*Document passage:*
= = = =

Patience

Patience

… know that the testing of your faith develops perseverance. Perseverance must finish its work so that you may be mature and complete, not lacking anything. James 1:3-4

“Are you asleep?” 

It’s the universal question that every married man hears after being awakened out of a sound sleep by the tossing, turning and deep sighs of a sleep deprived and slightly cranky wife. 
“I was…” I say, as I sluggishly take my mind out of ‘park’ and slowly shift it into first gear. The gears of my mind grind in protest. 

“I’m going to kill that dog.” Pam says flatly. 

The dog. Our house is surrounded by serious dog owners- not the little dust mop varieties with the shrill annoying yaps, but the “cousin to the wolf” variety whose bark rattles our thermopane windows. With disturbing regularity someone’s dog is in a back yard at 2 AM barking his fool head off.

= = = =

[Referring expression data]
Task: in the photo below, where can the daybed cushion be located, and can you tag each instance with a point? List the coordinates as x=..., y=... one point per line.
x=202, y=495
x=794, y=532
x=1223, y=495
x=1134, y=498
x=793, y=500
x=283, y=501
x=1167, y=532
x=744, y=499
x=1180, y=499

= = = =

*Task 1:* Translate this sentence from the passage on patience into Spanish: "“I’m going to kill that dog.” Pam says flatly."
*Task 2:* Repeat the part of the passage on patience between "It’s the universal" and "slightly cranky wife.", inclusive.
*Task 3:* In the passage on patience, what are all the things the wife does that awaken a married man from sound sleep?

*Response 1:* "Voy a matar a ese perro", dice Pam sin inmutarse.

*Response 2:*
It’s the universal question that every married man hears after being awakened out of a sound sleep by the tossing, turning and deep sighs of a sleep deprived and slightly cranky wife.

*Response 3:*
- tossing
- turning
- deep sighs